Every entry must be given again exactly as it is written.

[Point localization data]
____________
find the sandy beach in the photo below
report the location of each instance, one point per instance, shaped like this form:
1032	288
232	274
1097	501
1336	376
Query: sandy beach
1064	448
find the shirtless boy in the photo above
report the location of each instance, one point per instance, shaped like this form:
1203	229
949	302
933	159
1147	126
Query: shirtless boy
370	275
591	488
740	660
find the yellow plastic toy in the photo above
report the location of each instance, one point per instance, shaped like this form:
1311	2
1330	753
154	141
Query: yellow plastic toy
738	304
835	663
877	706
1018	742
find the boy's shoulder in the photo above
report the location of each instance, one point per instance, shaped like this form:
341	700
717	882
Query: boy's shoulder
____________
* **SOLUTION FOR THIS EXERCISE**:
find the sandy beach in the photo below
report the location of each instance, one point per instance, shaped like this form:
1032	288
232	274
1097	501
1336	376
Query: sandy beach
1064	448
find the shirtless boy in the photo above
report the location of each instance, one point per instance, shaped like this form:
1203	229
949	302
933	159
1147	126
Query: shirtless boy
370	275
591	488
740	660
find the yellow plastic toy in the photo above
report the location of each instance, one point per instance, shaped like this form:
1311	2
1330	753
154	141
Query: yellow plastic toy
738	304
835	663
877	706
1018	742
find the boy's shoulder in the photo above
report the location of each instance, one point per instance, shaped like this form:
341	700
717	882
Query: boy's shoulder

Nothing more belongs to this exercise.